[CONSIGNE]: Relevez, dans leur ordre d'apparition, tous les nombres écrits en chiffres dans le texte sur la marque de lunettes Japonism.

Située dans la préfecture de Fukui, au nord-ouest de Kyoto, la ville de Sabae est fière d’assurer la production de 96 % des montures de lunettes made in Japan. Dans cette petite agglomération, la fabrication de lunettes repose sur un savoir-faire industriel transmis depuis plus de 110 ans. Japonism y voit le jour en 1996, en tant que marque phare de Boston Club Co., Ltd., entreprise spécialisée dans le design de montures dont le siège est implanté dans la région depuis plus d’une trentaine d’années. En 2016, la marque célèbre ses 20 ans.
À l’époque de son lancement, la tendance au Japon était à l’effervescence pour les produits sous licence de marques étrangères (produits pour lesquels les marques autorisaient, à l’issue d’un contrôle qualité, une entreprise tiers à faire usage de leur nom). Le cachet conféré par le nom d’une marque était alors plus recherché que le design et la qualité.
Lors de ses visites quasi quotidiennes à la fabrique de lunettes, Kazumi Komatsubara, le fondateur de l’entreprise et de la marque, avait lui-même observé les prouesses dont la technologie de Sabae était capable. Il en acquit dès lors la conviction que le made in Japan pouvait remporter du succès dans le monde entier. C’est ainsi que, fruit de la volonté de vendre dans le monde entier une marque fabriquée au Japon, naquit Japonism.

[Entrées de données extraites]:
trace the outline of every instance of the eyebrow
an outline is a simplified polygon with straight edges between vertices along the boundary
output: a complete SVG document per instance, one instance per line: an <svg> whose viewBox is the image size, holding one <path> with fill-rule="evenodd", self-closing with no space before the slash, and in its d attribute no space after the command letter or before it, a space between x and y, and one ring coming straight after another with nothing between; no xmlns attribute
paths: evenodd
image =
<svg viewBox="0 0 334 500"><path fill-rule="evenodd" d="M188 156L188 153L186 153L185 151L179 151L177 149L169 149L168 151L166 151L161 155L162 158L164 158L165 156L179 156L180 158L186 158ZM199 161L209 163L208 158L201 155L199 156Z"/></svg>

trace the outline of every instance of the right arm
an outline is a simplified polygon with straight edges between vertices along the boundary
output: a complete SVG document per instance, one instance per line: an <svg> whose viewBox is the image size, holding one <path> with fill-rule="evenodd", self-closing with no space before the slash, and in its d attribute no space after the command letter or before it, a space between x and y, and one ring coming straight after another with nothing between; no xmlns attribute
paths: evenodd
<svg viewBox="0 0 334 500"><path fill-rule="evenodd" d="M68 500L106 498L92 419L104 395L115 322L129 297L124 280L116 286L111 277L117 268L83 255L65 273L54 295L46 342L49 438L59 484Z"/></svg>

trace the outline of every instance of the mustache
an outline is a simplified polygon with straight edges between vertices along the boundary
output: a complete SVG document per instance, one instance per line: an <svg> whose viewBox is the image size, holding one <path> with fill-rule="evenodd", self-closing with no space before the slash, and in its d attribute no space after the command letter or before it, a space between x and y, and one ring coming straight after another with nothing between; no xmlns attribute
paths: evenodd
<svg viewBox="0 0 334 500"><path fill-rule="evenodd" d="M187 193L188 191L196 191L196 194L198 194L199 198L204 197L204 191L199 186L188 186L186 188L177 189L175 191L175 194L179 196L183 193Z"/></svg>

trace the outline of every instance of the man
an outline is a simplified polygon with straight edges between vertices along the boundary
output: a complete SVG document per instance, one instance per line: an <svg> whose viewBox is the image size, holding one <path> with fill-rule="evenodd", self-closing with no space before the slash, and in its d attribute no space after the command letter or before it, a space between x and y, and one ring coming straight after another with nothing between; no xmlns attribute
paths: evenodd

[RÉPONSE]: 96 (%), 110 (ans), 1996, 2016, 20 (ans)